Exercise objective. Reproduce each record below exactly as written.

Material provided.
####################

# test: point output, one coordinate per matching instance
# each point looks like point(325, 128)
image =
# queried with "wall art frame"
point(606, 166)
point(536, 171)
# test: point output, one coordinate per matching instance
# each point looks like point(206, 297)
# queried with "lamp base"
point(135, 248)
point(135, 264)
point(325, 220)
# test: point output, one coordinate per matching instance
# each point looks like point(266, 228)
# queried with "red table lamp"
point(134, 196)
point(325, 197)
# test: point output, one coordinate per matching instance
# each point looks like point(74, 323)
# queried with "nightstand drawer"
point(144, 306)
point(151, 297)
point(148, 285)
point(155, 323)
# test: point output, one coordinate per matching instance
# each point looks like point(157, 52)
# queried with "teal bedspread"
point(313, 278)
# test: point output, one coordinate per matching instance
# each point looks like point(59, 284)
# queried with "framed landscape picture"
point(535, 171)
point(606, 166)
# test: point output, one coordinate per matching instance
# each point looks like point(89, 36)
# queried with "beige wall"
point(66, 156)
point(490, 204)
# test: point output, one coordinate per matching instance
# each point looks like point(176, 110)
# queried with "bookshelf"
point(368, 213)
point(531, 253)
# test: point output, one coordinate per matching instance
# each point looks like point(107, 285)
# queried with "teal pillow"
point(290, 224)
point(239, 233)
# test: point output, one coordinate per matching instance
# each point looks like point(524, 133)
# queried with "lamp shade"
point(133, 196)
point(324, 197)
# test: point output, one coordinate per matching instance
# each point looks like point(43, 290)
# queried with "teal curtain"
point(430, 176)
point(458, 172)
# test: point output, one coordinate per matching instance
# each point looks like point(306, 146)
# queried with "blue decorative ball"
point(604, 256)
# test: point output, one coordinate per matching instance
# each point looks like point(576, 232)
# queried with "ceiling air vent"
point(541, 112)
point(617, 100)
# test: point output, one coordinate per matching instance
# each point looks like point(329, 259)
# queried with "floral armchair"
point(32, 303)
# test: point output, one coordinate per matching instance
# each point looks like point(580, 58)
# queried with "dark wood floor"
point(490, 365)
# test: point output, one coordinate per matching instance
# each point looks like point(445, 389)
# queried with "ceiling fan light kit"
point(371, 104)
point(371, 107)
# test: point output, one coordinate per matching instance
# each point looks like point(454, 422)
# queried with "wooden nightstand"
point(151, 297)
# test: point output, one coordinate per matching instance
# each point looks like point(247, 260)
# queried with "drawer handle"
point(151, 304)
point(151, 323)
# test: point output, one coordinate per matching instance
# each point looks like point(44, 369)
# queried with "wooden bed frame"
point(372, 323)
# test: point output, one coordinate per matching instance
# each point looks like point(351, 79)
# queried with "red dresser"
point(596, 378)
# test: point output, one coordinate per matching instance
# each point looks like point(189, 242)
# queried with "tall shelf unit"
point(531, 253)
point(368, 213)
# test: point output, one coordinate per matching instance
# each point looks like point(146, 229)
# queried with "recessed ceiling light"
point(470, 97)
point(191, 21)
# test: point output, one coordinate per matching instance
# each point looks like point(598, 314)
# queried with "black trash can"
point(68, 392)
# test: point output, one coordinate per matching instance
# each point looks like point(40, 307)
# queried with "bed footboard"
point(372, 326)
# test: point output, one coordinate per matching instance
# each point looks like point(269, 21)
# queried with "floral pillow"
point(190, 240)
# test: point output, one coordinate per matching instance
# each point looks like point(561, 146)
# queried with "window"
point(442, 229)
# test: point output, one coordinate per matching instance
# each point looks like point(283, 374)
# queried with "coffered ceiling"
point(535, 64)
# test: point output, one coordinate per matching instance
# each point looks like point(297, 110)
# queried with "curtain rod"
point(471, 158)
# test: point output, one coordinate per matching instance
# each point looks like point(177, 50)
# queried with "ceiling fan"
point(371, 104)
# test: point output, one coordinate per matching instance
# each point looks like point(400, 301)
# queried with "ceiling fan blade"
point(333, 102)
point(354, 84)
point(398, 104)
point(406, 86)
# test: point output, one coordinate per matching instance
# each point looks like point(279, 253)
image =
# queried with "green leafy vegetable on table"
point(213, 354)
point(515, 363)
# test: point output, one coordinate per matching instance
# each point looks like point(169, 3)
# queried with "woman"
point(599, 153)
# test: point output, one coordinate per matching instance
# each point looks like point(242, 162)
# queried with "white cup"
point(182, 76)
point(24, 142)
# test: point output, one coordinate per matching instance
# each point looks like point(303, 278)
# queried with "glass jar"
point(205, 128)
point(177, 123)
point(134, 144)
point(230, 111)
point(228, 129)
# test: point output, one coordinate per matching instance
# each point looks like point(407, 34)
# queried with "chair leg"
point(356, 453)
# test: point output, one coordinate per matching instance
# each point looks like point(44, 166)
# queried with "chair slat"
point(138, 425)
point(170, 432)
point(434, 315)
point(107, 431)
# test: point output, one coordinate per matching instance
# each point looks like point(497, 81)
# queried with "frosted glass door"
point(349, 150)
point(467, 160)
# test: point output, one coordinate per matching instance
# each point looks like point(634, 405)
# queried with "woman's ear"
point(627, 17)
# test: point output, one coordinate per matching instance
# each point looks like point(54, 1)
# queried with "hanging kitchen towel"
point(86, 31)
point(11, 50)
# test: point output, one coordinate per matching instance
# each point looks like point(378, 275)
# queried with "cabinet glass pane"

####################

Reply to the task.
# test: point output, one coordinate per matching instance
# each point looks like point(325, 128)
image =
# queried with "wall art frame"
point(606, 166)
point(536, 171)
# test: point output, one coordinate per matching instance
# each point looks like point(206, 297)
# queried with "lamp base"
point(135, 248)
point(135, 264)
point(325, 220)
# test: point output, one coordinate per matching instance
# each point looks like point(266, 228)
# queried with "red table lamp"
point(134, 196)
point(325, 197)
# test: point output, one coordinate per matching instance
# each point looks like point(74, 323)
# queried with "nightstand drawer"
point(144, 306)
point(151, 297)
point(148, 285)
point(155, 323)
# test: point output, one coordinate per matching instance
# each point looks like point(157, 52)
# queried with "teal bedspread"
point(313, 278)
# test: point output, one coordinate per matching instance
# each point looks like point(59, 284)
# queried with "framed landscape picture"
point(535, 171)
point(606, 166)
# test: point output, one coordinate per matching instance
# each point looks like point(89, 36)
# queried with "beige wall"
point(66, 156)
point(490, 204)
# test: point output, one coordinate per matching instance
# each point looks like point(176, 110)
# queried with "bookshelf"
point(368, 213)
point(531, 253)
# test: point output, one coordinate per matching instance
# each point looks like point(107, 285)
# queried with "teal pillow"
point(290, 224)
point(239, 233)
# test: point output, one coordinate per matching instance
# each point looks like point(524, 133)
# queried with "lamp shade"
point(133, 196)
point(324, 197)
# test: point output, one coordinate per matching instance
# each point looks like point(43, 290)
# queried with "teal curtain"
point(430, 176)
point(458, 172)
# test: point output, one coordinate per matching instance
# each point looks like point(306, 146)
# queried with "blue decorative ball"
point(604, 256)
# test: point output, one coordinate per matching instance
# each point looks like point(576, 232)
# queried with "ceiling air vent"
point(541, 112)
point(617, 100)
# test: point output, one coordinate per matching instance
# each point looks like point(329, 259)
# queried with "floral armchair"
point(32, 303)
# test: point output, one coordinate per matching instance
# each point looks like point(580, 58)
# queried with "dark wood floor"
point(490, 365)
# test: point output, one coordinate per matching instance
# each point looks like point(445, 389)
# queried with "ceiling fan light kit"
point(371, 104)
point(371, 107)
# test: point output, one coordinate per matching instance
# each point looks like point(454, 422)
# queried with "wooden nightstand"
point(151, 297)
# test: point output, one coordinate per matching instance
# each point looks like point(247, 260)
# queried with "drawer handle"
point(151, 304)
point(151, 323)
# test: point output, one coordinate per matching instance
# each point looks like point(44, 369)
# queried with "wooden bed frame"
point(372, 323)
# test: point output, one coordinate per matching instance
# each point looks like point(351, 79)
# queried with "red dresser"
point(596, 378)
# test: point output, one coordinate per matching instance
# each point looks like point(189, 242)
# queried with "tall shelf unit"
point(531, 253)
point(368, 213)
# test: point output, one coordinate per matching instance
# each point looks like point(146, 229)
# queried with "recessed ceiling light"
point(470, 97)
point(191, 21)
# test: point output, one coordinate per matching instance
# each point looks like point(598, 314)
# queried with "black trash can"
point(68, 392)
# test: point output, one coordinate per matching instance
# each point looks like point(40, 307)
# queried with "bed footboard"
point(372, 326)
# test: point output, one coordinate per matching instance
# each point looks like point(269, 21)
# queried with "floral pillow"
point(190, 240)
# test: point output, one coordinate per matching instance
# each point looks like point(561, 146)
# queried with "window"
point(442, 229)
# test: point output, one coordinate per matching instance
# each point looks like point(283, 374)
# queried with "coffered ceiling"
point(535, 64)
# test: point output, one coordinate per matching instance
# each point looks like point(297, 110)
# queried with "curtain rod"
point(471, 158)
# test: point output, one coordinate per matching instance
# each point looks like point(177, 50)
# queried with "ceiling fan"
point(371, 104)
# test: point output, one coordinate per matching instance
# each point looks like point(400, 301)
# queried with "ceiling fan blade"
point(333, 102)
point(354, 84)
point(398, 104)
point(406, 86)
# test: point output, one coordinate per matching instance
# each point looks like point(279, 253)
image =
# queried with "green leafy vegetable on table"
point(213, 354)
point(515, 363)
# test: point output, one coordinate per matching instance
# each point looks like point(169, 3)
# queried with "woman"
point(599, 153)
# test: point output, one coordinate per matching instance
# each point looks like point(242, 162)
# queried with "white cup"
point(182, 76)
point(24, 142)
# test: point output, one coordinate per matching instance
# each point looks like point(303, 278)
# queried with "glass jar"
point(205, 128)
point(177, 123)
point(134, 144)
point(230, 111)
point(228, 129)
# test: point output, one coordinate per matching instance
# each point looks like point(407, 34)
# queried with "chair leg"
point(356, 453)
# test: point output, one coordinate per matching instance
# each point looks like point(44, 166)
# queried with "chair slat"
point(138, 425)
point(170, 432)
point(434, 315)
point(107, 431)
# test: point output, one coordinate per matching instance
# each point looks like point(497, 81)
# queried with "frosted glass door"
point(349, 150)
point(467, 160)
# test: point output, one coordinate per matching instance
# each point looks like point(634, 405)
# queried with "woman's ear"
point(627, 17)
# test: point output, one coordinate per matching instance
# each point looks like point(54, 1)
# queried with "hanging kitchen towel"
point(86, 31)
point(11, 50)
# test: point output, one coordinate per matching instance
# each point looks like point(378, 275)
# queried with "cabinet glass pane"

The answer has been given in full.